Quote the whole listing exactly. Leave the pictures out of your copy.
---+---
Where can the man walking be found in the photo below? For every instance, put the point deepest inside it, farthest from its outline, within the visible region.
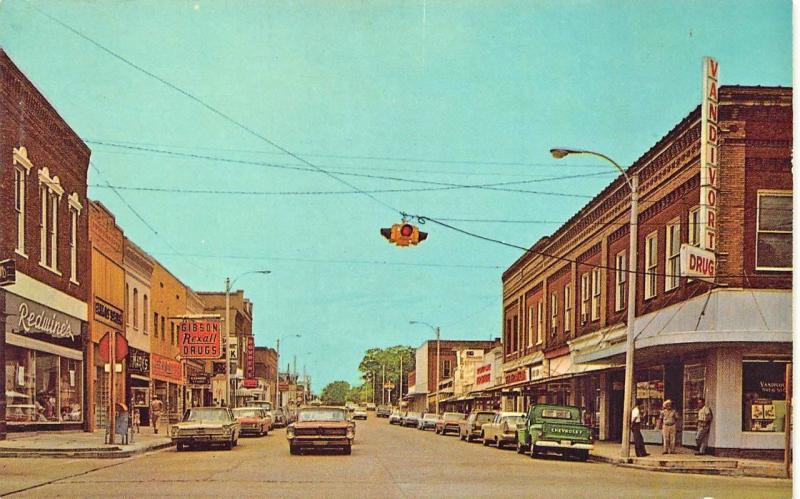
(704, 418)
(156, 406)
(636, 428)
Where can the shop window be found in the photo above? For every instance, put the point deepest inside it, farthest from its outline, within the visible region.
(673, 261)
(650, 391)
(595, 294)
(650, 264)
(694, 385)
(764, 395)
(621, 275)
(694, 226)
(584, 298)
(774, 231)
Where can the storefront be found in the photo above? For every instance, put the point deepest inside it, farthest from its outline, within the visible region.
(44, 367)
(139, 383)
(168, 385)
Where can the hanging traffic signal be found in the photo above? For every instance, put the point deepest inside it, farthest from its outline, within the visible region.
(404, 234)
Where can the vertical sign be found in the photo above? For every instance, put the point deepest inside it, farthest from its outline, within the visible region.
(709, 155)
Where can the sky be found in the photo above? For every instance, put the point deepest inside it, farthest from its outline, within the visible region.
(413, 92)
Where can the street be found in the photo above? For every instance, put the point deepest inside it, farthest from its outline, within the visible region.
(387, 461)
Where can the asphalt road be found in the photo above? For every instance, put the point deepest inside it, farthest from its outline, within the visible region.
(387, 461)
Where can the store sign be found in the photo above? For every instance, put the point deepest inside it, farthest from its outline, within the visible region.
(483, 375)
(138, 362)
(200, 339)
(516, 376)
(42, 323)
(697, 263)
(250, 357)
(107, 312)
(709, 155)
(8, 272)
(166, 368)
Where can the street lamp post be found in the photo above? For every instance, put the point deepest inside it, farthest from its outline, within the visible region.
(633, 184)
(228, 285)
(438, 359)
(278, 368)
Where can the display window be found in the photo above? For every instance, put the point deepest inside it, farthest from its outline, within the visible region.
(42, 387)
(650, 391)
(764, 395)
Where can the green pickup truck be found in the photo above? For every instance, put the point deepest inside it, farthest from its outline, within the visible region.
(554, 428)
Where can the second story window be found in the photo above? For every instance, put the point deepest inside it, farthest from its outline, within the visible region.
(774, 231)
(595, 294)
(650, 265)
(673, 262)
(621, 278)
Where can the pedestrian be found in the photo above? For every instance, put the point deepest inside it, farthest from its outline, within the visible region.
(668, 422)
(636, 428)
(704, 418)
(156, 406)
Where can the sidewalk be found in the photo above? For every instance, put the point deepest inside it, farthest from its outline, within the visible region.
(684, 461)
(81, 444)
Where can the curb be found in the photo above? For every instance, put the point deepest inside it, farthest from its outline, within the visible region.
(88, 453)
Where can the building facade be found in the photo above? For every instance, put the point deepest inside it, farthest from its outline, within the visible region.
(44, 228)
(727, 340)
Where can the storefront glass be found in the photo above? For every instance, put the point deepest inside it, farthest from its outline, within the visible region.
(764, 395)
(42, 387)
(650, 391)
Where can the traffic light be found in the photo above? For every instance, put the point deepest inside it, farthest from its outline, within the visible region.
(404, 234)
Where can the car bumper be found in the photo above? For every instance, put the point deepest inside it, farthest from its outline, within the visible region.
(560, 445)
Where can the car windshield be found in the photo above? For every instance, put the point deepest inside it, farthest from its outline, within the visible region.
(247, 413)
(210, 415)
(322, 415)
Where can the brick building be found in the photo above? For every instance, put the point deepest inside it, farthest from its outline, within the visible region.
(727, 341)
(44, 229)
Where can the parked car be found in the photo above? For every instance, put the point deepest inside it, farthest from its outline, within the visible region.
(428, 421)
(396, 417)
(449, 421)
(253, 420)
(412, 419)
(319, 428)
(279, 418)
(470, 427)
(554, 428)
(502, 429)
(206, 426)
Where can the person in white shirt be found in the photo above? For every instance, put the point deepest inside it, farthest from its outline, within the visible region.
(636, 429)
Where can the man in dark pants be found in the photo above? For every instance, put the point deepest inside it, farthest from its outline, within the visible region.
(636, 429)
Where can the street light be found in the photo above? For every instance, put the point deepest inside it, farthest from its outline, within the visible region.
(633, 184)
(438, 359)
(278, 367)
(228, 285)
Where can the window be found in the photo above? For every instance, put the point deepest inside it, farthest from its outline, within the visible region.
(567, 308)
(621, 273)
(145, 314)
(650, 263)
(673, 262)
(539, 322)
(531, 326)
(135, 308)
(584, 298)
(763, 395)
(774, 231)
(595, 294)
(694, 226)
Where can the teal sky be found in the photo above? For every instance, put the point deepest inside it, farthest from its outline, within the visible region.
(457, 92)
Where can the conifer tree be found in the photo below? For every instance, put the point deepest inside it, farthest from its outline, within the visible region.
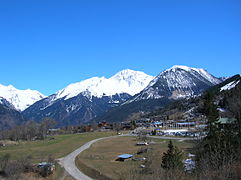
(172, 159)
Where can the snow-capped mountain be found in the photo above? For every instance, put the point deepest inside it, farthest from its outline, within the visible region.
(178, 82)
(175, 83)
(126, 81)
(20, 99)
(230, 85)
(84, 100)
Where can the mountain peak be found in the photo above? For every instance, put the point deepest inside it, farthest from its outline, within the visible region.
(126, 81)
(20, 99)
(185, 68)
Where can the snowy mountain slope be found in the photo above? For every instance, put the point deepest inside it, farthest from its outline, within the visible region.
(175, 83)
(230, 85)
(20, 99)
(83, 101)
(126, 81)
(178, 82)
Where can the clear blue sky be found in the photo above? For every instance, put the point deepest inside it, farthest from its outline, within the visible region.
(48, 44)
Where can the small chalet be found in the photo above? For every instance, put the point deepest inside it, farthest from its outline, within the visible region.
(124, 157)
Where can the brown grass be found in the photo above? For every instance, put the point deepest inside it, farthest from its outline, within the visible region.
(100, 158)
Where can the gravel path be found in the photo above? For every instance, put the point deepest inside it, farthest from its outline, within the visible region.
(68, 162)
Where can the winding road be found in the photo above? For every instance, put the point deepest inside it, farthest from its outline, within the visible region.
(68, 162)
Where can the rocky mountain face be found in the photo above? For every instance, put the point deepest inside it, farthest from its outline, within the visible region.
(82, 101)
(178, 82)
(9, 116)
(114, 98)
(20, 99)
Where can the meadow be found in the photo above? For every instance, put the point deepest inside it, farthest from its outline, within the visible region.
(99, 161)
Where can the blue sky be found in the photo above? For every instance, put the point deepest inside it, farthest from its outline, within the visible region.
(46, 45)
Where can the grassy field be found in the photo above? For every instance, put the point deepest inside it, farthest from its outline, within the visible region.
(53, 148)
(99, 160)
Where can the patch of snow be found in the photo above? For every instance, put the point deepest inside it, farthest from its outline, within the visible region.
(126, 81)
(20, 99)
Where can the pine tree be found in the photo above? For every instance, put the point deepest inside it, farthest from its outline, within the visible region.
---+---
### [EXERCISE ANSWER]
Where can the man walking be found in the photo below? For every instance, put the point deepest inside it, farthest from its outline, within the visible region.
(704, 418)
(156, 406)
(636, 428)
Where can the shop window be found in the photo above? For every instance, put the point deepest inside it, farthest from its outline, within the visible region.
(673, 261)
(650, 391)
(595, 294)
(650, 264)
(694, 385)
(764, 395)
(621, 275)
(694, 226)
(584, 298)
(774, 231)
Where can the storefront be found in the photo above? For every instance, put the point deepest inside it, farthest from its outline, within the visible region.
(44, 367)
(139, 383)
(168, 385)
Where can the hanging traffic signal be found in the photo above? For every instance, put the point deepest inside it, farthest from its outline, within the visible region.
(404, 234)
Where can the vertical sign be found in the photo above? For every instance, put the point deepest inside it, farthest from its outline, within the visible region.
(709, 155)
Where can the sky be found in the photo above? For every instance, put the point deepest inside it, farthest from its outline, within the visible region.
(413, 92)
Where can the street be found in the photo above? For every instance, put the point deepest inside it, farthest from its outline, within the visible region.
(387, 461)
Where can the asphalt road be found in the photo above? For every instance, put the point deepest inside it, farthest from its outline, within the visible region.
(387, 461)
Where can the store sign be found in the photo above? For every instance, put the point deepest inside it, farthest from its outline, within the visible region.
(483, 375)
(138, 362)
(200, 339)
(516, 376)
(42, 323)
(697, 263)
(250, 357)
(107, 312)
(709, 155)
(8, 272)
(166, 368)
Where can the street lamp post be found in the photo above? For every instance, put the point deepest inside it, farthest from its outline, within the visible region.
(633, 184)
(228, 285)
(438, 359)
(278, 368)
Where can the display window be found in the photo above? For every instance, put the point deepest inside it, farthest from its outline, within the visible region.
(42, 387)
(650, 391)
(764, 395)
Where can the green pickup truck be found in the photo above? For every instance, put the point deepest inside it, farthest from its outline, within the visible region.
(554, 428)
Where can the second story window be found in the photo above? For every instance, put the point deepest inside it, farthest from its outline, within the visible region.
(774, 231)
(595, 294)
(650, 265)
(673, 262)
(621, 278)
Where can the pedestrian be found in the photo above? For every instance, put the point deepest inside it, farthest from its outline, within the visible region.
(668, 422)
(636, 428)
(704, 418)
(156, 406)
Where can the sidewalk be found in the photo above? For every instance, put the point deepest inside it, farthest from its outline, within the visible region.
(684, 461)
(81, 444)
Where can the curb be found in the photo above? For every instance, put the point deepest inside it, farthest from its outline, within the visible region.
(88, 453)
Where can the building facade be found in the photo above? For every instance, put the point deepest inside it, farthest from its outline, within the visible region.
(44, 228)
(727, 340)
Where can the storefront glass be found in the photo above? For every instance, put the point deepest inside it, farthest from its outline, within the visible region.
(764, 395)
(42, 387)
(650, 391)
Where can the traffic light be found in the photo above? For every instance, put the point deepest inside it, farthest from its outline, within the visible region.
(404, 234)
Where can the car bumper be found in the photo above? For every instance, put the point deepest inside it, farthest from its outline, within the visible region.
(560, 445)
Where can the car windshield be found in the photo above? For every instance, put the point deepest inside it, farthest from its outline, within the visible region.
(247, 413)
(210, 415)
(322, 415)
Where can the brick building be found in the photo above? For every instance, put the point deepest inside it, farthest from its outline, within the visible region.
(727, 341)
(44, 229)
Where can the parked car be found in the photo above? For every instance, put the point deepest inside it, farthest from its outline, within the visible region.
(428, 421)
(396, 417)
(449, 421)
(253, 420)
(412, 419)
(319, 428)
(279, 418)
(470, 427)
(554, 428)
(502, 429)
(206, 426)
Where can the person in white shirt be found in the photo above? For every instance, put the point deepest inside it, farthest from its outline, within the visible region.
(636, 429)
Where can the man in dark pants be found in the photo above? For every instance, put the point deepest inside it, farthest from its outline, within the visible region.
(636, 429)
Where can the street light be found in the photo above? For every instance, put the point deepest inside it, farthest from its outline, within the visible region.
(633, 184)
(438, 359)
(278, 367)
(228, 285)
Where can the window be found in the photo above? For every instance, put the point deepest inside it, farthest from its outline, within the visible region.
(567, 308)
(621, 273)
(145, 314)
(650, 263)
(673, 262)
(539, 322)
(531, 326)
(135, 308)
(584, 298)
(763, 395)
(774, 231)
(595, 294)
(694, 226)
Where can the teal sky be found in the photo above? For every instance, put the point deepest inside it, farthest from its outline, within the visible region.
(457, 92)
Where can the conifer tree be found in the photo below? For every instance, put the point deepest inside it, farthest from its outline, within the visible region.
(172, 159)
Where can the snow-capped mountain be found in the photo above? For every instance, put the point deepest inside it, farthest from its outline, within the visible region.
(178, 82)
(175, 83)
(126, 81)
(20, 99)
(230, 85)
(84, 100)
Where can the mountain peak be found in the photo above? For every instance, put the point deepest inside it, farthest from its outline, within the visible region.
(126, 81)
(20, 99)
(185, 68)
Where can the snowy mountain slope be found in the photo above? For every instance, put the point deepest inside it, farthest from its outline, within the visible region.
(175, 83)
(230, 85)
(20, 99)
(83, 101)
(126, 81)
(178, 82)
Where can the clear blue sky be found in the photo above? For every instance, put the point deepest inside it, farthest from its outline, within the visible region.
(48, 44)
Where can the small chalet be found in the photo above? For every instance, put the point deepest inside it, farthest from its outline, within the visible region.
(124, 157)
Where can the brown grass be found in the photo above? For every instance, put the point deepest inside it, farthest from its outline, within the visible region.
(100, 158)
Where can the gravel path be found in the photo above? For every instance, put the point deepest inside it, farthest from its outline, within the visible region.
(68, 162)
Where can the winding road be found in the photo above? For every instance, put the point deepest inside it, farthest from its outline, within the visible region.
(68, 162)
Where can the rocky mountain face be found in the photo above? For every instance, put the point deepest inside it, farthest from its outline, within the visible region.
(82, 101)
(178, 82)
(9, 116)
(114, 98)
(20, 99)
Where can the meadow be found in the photo above? For every instance, put the point deepest inside it, farthest from its outline, within the visible region.
(99, 161)
Where can the blue sky be found in the photo above? For every instance, put the point deepest inside it, farthest from its outline, within the visible region.
(46, 45)
Where can the grassy field be found in the photo above? For every instance, put the point deepest inside it, farthest from its outline, within the visible region.
(53, 148)
(99, 160)
Where can the patch of snow be found in the photo above? For every instance, put the point deepest inside it, farthest from its outline, within the visible region.
(126, 81)
(20, 99)
Where can the pine tree be found in the photo above? For every instance, put the point deepest inside it, farthest from its outline, within the visible region.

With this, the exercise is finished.